▶ **Excerpt to read**:
Begin
ITALICS Busting Italy’s myths about the Holocaust
Two coins in the fountain of the historical analysis of Italy’s role in the Holocaust jostle for which one will be blessed. It remains controversial.
The familiar and prevalent view is a positive one of the “good”, benevolent and generous Italians, who sheltered Jews in their country from the “bad” German Nazis.
This view is challenged in a brilliant and important, authoritative new book, The Italian Executioners: The Genocide of the Jews of Italy, (Princeton University Press) written by Simon Levis Sullam, professor at the University of Venice. He regards the positive view as a myth and a misrepresentation of the reality.
He contrasts the increasing attention paid to the Italian Righteous, of whom Yad Vashem in Israel names 671, with the neglect of the story of Italian executioners of Jews which should be placed in the forefront of the narrative. His main aim is to direct attention to the role of Italians in the genocide of Jews in Italy.
End
▶ **Directives**:
1) In the text on Italy's role in the Holocaust, which words describe the new book by Simon Levis Sullam? List them all.
2) Continue the text on Italy's role in the Holocaust, picking up right after its final sentence.

[Coordinate labeling data]
Begin
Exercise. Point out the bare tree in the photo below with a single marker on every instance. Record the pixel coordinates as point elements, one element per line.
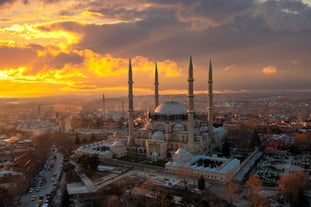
<point>254,184</point>
<point>292,186</point>
<point>231,188</point>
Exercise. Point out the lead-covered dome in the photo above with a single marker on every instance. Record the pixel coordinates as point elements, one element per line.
<point>171,108</point>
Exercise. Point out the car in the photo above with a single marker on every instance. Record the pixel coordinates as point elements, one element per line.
<point>40,202</point>
<point>30,190</point>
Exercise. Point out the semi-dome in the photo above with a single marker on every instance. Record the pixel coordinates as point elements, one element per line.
<point>181,155</point>
<point>178,127</point>
<point>157,135</point>
<point>171,108</point>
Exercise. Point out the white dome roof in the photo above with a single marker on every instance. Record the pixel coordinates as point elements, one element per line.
<point>171,108</point>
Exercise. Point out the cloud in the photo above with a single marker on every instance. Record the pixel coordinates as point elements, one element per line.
<point>269,70</point>
<point>6,2</point>
<point>229,67</point>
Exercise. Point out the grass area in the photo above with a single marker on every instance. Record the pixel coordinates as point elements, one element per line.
<point>134,159</point>
<point>159,163</point>
<point>142,160</point>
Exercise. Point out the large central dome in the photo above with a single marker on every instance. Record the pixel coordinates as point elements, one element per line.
<point>171,108</point>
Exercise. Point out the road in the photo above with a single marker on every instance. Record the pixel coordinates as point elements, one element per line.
<point>45,181</point>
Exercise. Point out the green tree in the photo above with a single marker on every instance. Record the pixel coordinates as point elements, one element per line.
<point>201,183</point>
<point>65,200</point>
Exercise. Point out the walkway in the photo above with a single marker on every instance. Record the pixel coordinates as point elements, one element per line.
<point>245,169</point>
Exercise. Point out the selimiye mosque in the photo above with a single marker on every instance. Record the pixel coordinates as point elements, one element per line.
<point>173,133</point>
<point>172,125</point>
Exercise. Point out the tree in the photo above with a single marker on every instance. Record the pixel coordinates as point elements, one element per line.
<point>83,161</point>
<point>255,140</point>
<point>292,186</point>
<point>226,149</point>
<point>65,201</point>
<point>93,162</point>
<point>201,183</point>
<point>231,188</point>
<point>6,199</point>
<point>164,197</point>
<point>254,184</point>
<point>203,203</point>
<point>77,140</point>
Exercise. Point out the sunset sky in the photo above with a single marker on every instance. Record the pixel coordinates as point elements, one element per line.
<point>78,47</point>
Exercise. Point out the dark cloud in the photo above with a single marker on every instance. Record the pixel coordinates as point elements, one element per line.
<point>17,56</point>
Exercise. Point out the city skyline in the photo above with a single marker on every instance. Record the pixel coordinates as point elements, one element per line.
<point>55,47</point>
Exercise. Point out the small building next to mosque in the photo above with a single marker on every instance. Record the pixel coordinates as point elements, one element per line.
<point>217,169</point>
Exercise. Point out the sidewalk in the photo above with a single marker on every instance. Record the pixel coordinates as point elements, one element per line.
<point>244,170</point>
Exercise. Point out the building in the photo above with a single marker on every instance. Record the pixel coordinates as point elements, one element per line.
<point>216,169</point>
<point>172,125</point>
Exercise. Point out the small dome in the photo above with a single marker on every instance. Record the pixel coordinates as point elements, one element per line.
<point>178,127</point>
<point>182,155</point>
<point>171,108</point>
<point>158,135</point>
<point>117,144</point>
<point>181,151</point>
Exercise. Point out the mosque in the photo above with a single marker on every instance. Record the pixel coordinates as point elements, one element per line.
<point>172,125</point>
<point>173,133</point>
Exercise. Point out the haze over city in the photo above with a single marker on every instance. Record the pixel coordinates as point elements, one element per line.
<point>83,47</point>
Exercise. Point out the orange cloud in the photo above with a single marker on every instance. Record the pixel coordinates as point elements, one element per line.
<point>229,67</point>
<point>269,70</point>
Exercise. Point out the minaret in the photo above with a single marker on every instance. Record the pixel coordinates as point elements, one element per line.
<point>210,105</point>
<point>122,104</point>
<point>39,112</point>
<point>190,108</point>
<point>131,108</point>
<point>156,87</point>
<point>104,107</point>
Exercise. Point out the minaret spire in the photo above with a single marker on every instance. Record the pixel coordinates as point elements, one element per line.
<point>190,108</point>
<point>104,107</point>
<point>131,108</point>
<point>210,105</point>
<point>156,87</point>
<point>190,87</point>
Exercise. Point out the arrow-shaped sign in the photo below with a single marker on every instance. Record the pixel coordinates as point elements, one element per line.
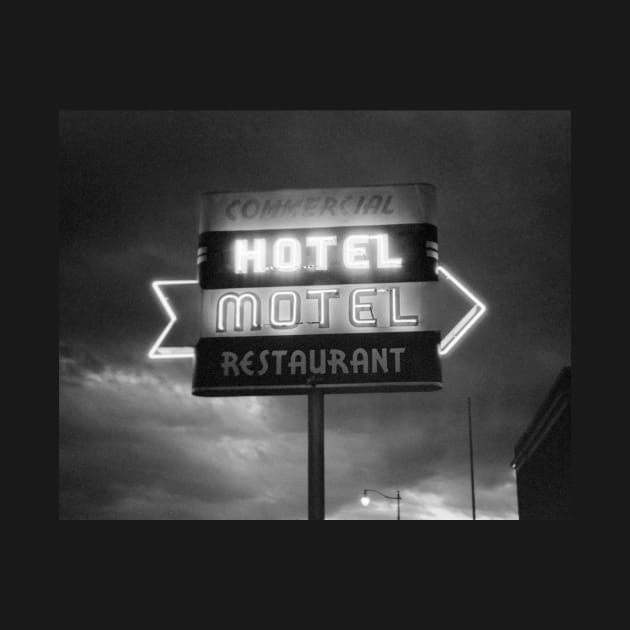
End
▶ **Expected answers**:
1) brilliant, important, authoritative, new

2)
Jews have had a long uneven history in Italy, with extended periods of persecution and discrimination. Simon Maccebeus sent an embasy to Rome in 139 B.C. to help the Romans in the fight against the Hellenistic kingdom. A Jewish contingent is said to have attended the funeral of Julius Caesar in 44 B.C. However, with the rise of Christianity as the official religion of the Roman Empire, the position of Jews declined rapidly, especially during the papacies of Paul IV in 1554, Gregory XIII in 1577, and Urban VIII in 1625.
Jews were segregated and obliged to bear a yellow badge of identification. The Ghetto set up in 1556 was finally abolished only in 1870 after Napoleon’s troops had opened it sixty years earlier.
Italy was the last Western European country to grant full civil rights to Jews. They became full citizens in 1861. Assimilated, they entered the professions and the military. In 1910 the Venetian Jew Luigi Luzzatti became prime minister. There were 50 Jewish generals in World War I, and a number of Jews were officials of the Fascist party.
Sullam’s revisionist history recounts both the general story, and in detail the events in Rome, Venice, Florence, and Brescia, of the collaboration of Italians, from Fascist ideologues to ordinary citizens who played a role in the betrayal, arrest, and deportation of Jews to their death. The most common form of complicity was by informers.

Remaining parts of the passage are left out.